**** RECORDS TO USE ****
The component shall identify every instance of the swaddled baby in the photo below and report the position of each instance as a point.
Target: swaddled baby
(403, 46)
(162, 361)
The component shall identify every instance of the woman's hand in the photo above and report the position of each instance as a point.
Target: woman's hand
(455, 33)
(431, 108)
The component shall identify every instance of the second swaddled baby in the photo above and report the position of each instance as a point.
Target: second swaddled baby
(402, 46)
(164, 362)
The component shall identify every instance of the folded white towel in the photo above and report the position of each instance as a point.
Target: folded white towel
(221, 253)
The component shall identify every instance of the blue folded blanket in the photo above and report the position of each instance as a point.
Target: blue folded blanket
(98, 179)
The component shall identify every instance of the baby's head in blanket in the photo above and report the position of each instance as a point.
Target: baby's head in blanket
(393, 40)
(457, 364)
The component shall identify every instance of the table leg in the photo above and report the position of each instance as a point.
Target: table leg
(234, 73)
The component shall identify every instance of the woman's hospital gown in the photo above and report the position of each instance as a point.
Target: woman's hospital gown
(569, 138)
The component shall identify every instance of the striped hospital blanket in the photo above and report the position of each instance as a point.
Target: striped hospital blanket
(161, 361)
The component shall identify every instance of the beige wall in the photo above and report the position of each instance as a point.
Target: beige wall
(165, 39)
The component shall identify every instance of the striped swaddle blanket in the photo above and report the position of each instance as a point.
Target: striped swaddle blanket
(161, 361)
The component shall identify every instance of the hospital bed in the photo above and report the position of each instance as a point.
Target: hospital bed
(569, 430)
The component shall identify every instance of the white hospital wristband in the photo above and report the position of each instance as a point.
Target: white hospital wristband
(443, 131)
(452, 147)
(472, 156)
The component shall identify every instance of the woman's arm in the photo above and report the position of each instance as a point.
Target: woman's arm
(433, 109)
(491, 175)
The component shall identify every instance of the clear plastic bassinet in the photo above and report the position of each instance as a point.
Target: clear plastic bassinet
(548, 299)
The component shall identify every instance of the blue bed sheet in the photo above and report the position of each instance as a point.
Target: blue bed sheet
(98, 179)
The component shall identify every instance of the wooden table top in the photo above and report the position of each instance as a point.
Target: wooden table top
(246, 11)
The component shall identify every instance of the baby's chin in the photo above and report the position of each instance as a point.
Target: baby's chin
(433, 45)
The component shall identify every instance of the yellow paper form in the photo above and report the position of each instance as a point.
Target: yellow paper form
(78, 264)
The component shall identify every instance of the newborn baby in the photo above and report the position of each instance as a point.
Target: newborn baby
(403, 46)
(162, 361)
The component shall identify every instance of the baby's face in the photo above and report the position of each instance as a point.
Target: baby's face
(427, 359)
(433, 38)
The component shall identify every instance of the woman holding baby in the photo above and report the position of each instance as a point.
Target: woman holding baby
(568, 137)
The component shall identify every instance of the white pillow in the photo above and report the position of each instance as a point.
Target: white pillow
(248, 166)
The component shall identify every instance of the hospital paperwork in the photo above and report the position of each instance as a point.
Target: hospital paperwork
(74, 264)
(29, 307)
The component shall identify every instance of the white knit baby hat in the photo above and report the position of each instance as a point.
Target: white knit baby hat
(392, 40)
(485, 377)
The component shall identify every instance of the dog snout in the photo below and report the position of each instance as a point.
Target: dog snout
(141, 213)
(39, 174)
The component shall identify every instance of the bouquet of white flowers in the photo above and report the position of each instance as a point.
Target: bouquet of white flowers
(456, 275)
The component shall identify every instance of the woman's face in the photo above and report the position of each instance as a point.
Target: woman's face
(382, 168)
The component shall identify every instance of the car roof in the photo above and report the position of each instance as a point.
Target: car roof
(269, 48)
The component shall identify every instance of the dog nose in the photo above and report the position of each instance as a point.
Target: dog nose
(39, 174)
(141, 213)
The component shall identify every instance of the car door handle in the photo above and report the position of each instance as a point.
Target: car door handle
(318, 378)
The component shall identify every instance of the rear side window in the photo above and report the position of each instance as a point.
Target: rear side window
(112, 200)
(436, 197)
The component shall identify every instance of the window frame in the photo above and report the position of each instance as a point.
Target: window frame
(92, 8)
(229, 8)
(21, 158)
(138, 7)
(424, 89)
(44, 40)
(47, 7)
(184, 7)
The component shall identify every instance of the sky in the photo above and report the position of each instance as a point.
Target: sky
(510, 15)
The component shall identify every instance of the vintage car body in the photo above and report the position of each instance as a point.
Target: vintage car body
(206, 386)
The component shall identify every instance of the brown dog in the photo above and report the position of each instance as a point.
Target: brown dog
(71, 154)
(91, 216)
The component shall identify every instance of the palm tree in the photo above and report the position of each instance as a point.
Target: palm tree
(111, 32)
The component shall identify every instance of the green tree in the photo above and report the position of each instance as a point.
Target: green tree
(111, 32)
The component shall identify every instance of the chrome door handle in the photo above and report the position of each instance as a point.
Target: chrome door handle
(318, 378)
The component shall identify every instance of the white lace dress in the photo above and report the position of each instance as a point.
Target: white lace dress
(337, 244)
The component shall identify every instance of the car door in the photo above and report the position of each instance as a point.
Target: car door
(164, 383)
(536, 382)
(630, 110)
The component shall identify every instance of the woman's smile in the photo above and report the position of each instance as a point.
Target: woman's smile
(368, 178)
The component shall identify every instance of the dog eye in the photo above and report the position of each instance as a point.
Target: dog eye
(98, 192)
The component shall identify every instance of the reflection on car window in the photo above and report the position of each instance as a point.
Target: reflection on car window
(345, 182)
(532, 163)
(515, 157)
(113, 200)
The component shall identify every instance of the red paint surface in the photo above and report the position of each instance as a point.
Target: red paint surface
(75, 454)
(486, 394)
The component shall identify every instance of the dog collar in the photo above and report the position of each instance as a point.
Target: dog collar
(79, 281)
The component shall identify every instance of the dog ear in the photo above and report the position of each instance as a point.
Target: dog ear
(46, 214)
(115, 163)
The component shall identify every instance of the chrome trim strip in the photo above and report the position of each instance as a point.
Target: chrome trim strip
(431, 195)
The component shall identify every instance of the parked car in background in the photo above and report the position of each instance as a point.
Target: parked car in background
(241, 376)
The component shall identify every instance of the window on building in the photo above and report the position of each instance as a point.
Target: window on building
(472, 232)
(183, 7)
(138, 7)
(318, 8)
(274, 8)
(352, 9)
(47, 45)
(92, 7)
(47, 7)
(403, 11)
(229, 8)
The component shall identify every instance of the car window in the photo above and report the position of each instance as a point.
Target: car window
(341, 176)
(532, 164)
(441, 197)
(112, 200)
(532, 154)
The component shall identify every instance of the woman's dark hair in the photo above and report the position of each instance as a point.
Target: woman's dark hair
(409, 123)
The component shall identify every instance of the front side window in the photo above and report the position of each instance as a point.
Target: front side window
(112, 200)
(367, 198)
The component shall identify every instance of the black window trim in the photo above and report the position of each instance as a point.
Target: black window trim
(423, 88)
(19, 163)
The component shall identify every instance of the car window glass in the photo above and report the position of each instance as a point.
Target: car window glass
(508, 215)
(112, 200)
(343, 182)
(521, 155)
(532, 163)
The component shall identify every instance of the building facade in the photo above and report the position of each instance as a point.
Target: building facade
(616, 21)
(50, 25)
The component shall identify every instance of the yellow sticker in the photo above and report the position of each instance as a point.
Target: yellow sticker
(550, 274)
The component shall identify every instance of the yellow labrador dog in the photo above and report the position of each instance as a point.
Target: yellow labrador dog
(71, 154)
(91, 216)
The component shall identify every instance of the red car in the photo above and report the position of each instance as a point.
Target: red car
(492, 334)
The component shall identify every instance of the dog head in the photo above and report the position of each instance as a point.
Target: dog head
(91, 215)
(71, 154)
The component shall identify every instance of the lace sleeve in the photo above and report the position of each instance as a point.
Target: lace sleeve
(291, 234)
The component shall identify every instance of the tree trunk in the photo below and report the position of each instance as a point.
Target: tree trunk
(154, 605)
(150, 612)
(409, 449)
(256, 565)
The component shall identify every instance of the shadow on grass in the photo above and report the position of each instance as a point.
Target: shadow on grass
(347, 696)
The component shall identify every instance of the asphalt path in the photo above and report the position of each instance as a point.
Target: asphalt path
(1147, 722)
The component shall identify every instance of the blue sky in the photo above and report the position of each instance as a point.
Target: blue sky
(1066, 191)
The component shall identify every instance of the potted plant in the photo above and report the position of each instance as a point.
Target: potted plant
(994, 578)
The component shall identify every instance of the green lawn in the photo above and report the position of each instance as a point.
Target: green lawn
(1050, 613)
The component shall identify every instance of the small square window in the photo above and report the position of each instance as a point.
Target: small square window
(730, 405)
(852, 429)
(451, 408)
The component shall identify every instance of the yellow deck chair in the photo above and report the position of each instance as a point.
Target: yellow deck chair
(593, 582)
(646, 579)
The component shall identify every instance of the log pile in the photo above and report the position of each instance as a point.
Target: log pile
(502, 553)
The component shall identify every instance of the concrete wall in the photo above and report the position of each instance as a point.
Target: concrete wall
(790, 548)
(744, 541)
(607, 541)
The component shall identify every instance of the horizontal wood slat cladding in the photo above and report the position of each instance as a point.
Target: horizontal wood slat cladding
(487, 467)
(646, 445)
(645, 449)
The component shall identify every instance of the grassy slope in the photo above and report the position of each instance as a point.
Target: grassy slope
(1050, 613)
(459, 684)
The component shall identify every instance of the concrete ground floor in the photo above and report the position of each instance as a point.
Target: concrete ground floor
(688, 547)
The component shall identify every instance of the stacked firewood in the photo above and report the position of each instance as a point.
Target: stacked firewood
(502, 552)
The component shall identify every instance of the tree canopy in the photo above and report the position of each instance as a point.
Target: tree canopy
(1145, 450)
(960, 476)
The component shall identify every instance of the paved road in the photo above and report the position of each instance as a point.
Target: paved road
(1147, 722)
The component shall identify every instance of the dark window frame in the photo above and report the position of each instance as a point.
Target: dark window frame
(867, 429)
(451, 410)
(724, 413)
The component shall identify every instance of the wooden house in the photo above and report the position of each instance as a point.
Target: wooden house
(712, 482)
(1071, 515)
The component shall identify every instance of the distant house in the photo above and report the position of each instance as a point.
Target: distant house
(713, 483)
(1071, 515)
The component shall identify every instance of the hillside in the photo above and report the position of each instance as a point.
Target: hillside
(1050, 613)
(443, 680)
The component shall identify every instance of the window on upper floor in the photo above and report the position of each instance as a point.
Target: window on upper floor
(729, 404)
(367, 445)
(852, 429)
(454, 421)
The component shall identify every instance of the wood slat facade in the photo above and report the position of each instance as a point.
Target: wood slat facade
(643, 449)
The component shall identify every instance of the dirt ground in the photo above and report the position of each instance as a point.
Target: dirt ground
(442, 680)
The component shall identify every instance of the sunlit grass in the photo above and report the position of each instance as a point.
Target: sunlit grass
****
▸ TASK TO COMPLETE
From the line containing "upper floor in" to the last line of the material, please quote every line exactly and only those.

▸ PROBLEM SOLUTION
The component shall identify every instance of the window on upper floor in the photo above and report the position of each instance as a point.
Target: window on upper floor
(729, 404)
(367, 445)
(852, 429)
(454, 421)
The component shall identify every instance of the wood slat facade in the photo above and report the position of each instance as a point.
Target: wood slat facade
(643, 449)
The component shall identify every instance of the dirt ground in the photo above and report the position of each instance as a point.
Target: dirt ground
(442, 680)
The component shall identify every instance of the sunlit grass in the photo above and report the position of each instance as a point.
Target: sunlit grass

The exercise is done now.